#### TRECHO DO DOCUMENTO ####

Aprovada no Brasil há pouco mais de três anos, a vacina previne cerca de 70% dos casos, mas custa R$ 350 a dose. E são necessárias três doses. As pré-adolescentes brasileiras são o primeiro grupo a ser vacinado, o que deve ser ampliado nos próximos anos. Mas, como esse grupo só viria a desenvolver esse tipo de câncer daqui a 15 ou 20 anos, o impacto da vacinação sobre a doença não virá agora. “Em alguns países desenvolvidos a cobertura chega a mulheres de até 45 anos. Temos um câncer prevalente e que pode ser prevenido com essas duas armas, mas as pessoas não fazem, ou fazem um ou outro”, explica Bicalho, segundo o qual tomar a vacina não libera as mulheres do papanicolaou.
Resistência preocupa
O maior problema para a realização do exame papanicolaou é a resistência. Ele é o exame mais íntimo da mulher, que precisa se deitar, abrir as pernas e ter um aparelho (espéculo) introduzido na vagina para que o médico consiga colher o material. “Isso é uma barreira para mulheres menos esclarecidas, usuárias do SUS, e o que poderia ser solucionado com o exame não o é. Uma mulher com plano de saúde tem a oportunidade de escolher seu ginecologista, e de mudar se não gostar do profissional. Imagine quem vive em locais com pouco acesso aos serviços médicos. Se ela consegue o horário, muitas vezes o médico é um profissional mal remunerado, que trabalha sem condições satisfatórias de estrutura, que examina essa mulher sem paciência, sem fazer um acolhimento necessário, e talvez com um espéculo de tamanho inadequado”, lamenta o ginecologista. Essa paciente até colhe o exame, mas nem sempre volta para o controle no ano seguinte.

#### DADOS DO EXERCÍCIO ####

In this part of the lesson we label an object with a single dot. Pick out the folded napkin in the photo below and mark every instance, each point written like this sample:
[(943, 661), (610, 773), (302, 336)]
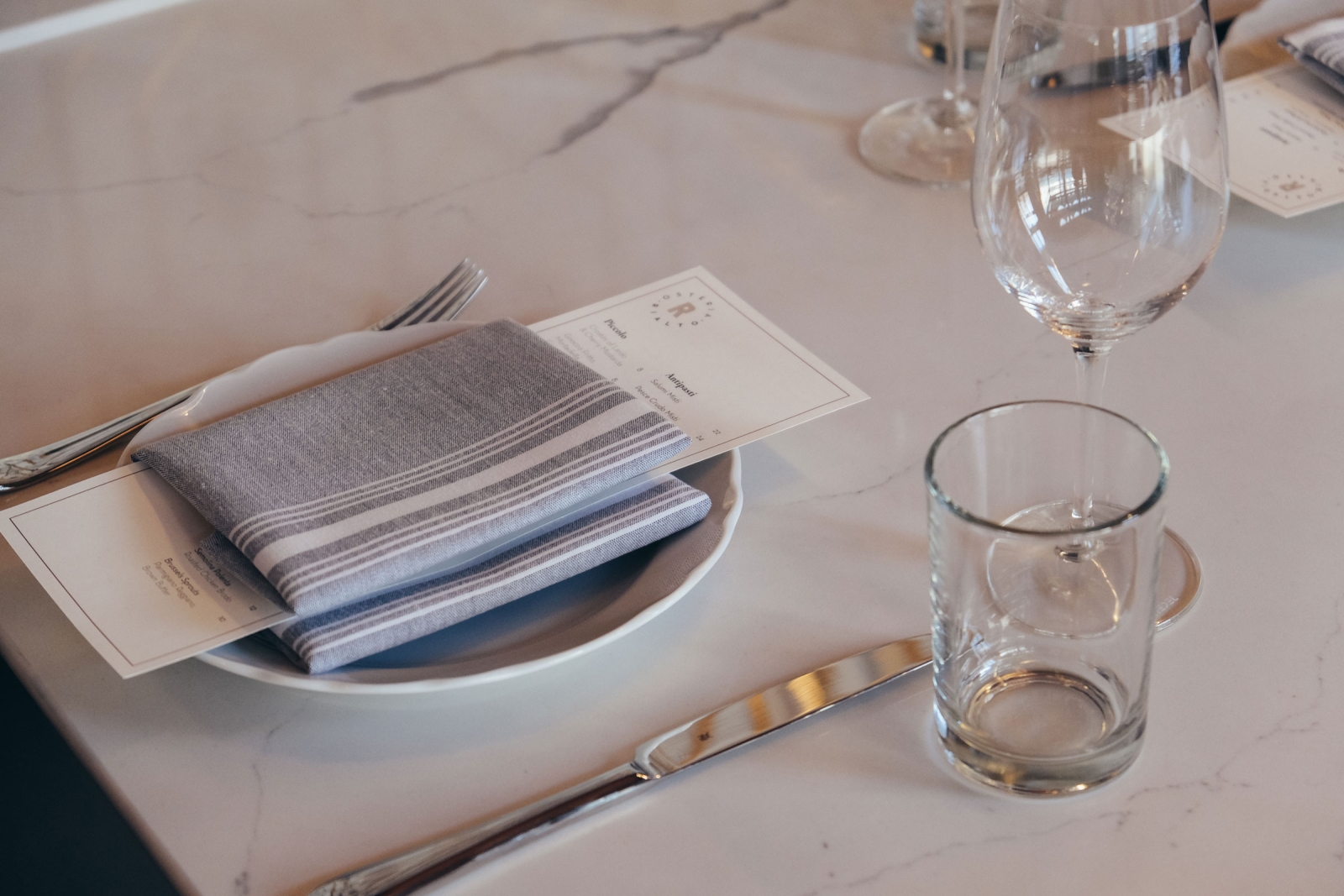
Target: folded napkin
[(356, 485), (329, 640)]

####

:: QUESTÕES PROPOSTAS ::
a) Reproduza fielmente a parte do trecho sobre o papanicolaou que começa em “Aprovada no Brasil” e vai até “mulheres do papanicolaou.”.
b) De acordo com o trecho sobre o papanicolaou, quanto custa cada dose da vacina?
c) Enumere todas as características que o trecho sobre o papanicolaou atribui ao médico que atende a mulher que vive em locais com pouco acesso aos serviços médicos.

:: RESPOSTAS DAS QUESTÕES ::
a)
Aprovada no Brasil há pouco mais de três anos, a vacina previne cerca de 70% dos casos, mas custa R$ 350 a dose. E são necessárias três doses. As pré-adolescentes brasileiras são o primeiro grupo a ser vacinado, o que deve ser ampliado nos próximos anos. Mas, como esse grupo só viria a desenvolver esse tipo de câncer daqui a 15 ou 20 anos, o impacto da vacinação sobre a doença não virá agora. “Em alguns países desenvolvidos a cobertura chega a mulheres de até 45 anos. Temos um câncer prevalente e que pode ser prevenido com essas duas armas, mas as pessoas não fazem, ou fazem um ou outro”, explica Bicalho, segundo o qual tomar a vacina não libera as mulheres do papanicolaou.

b) Cada dose custa R$ 350.

c)
- É um profissional mal remunerado.
- Trabalha sem condições satisfatórias de estrutura.
- Examina a mulher sem paciência.
- Não faz o acolhimento necessário.
- Talvez use um espéculo de tamanho inadequado.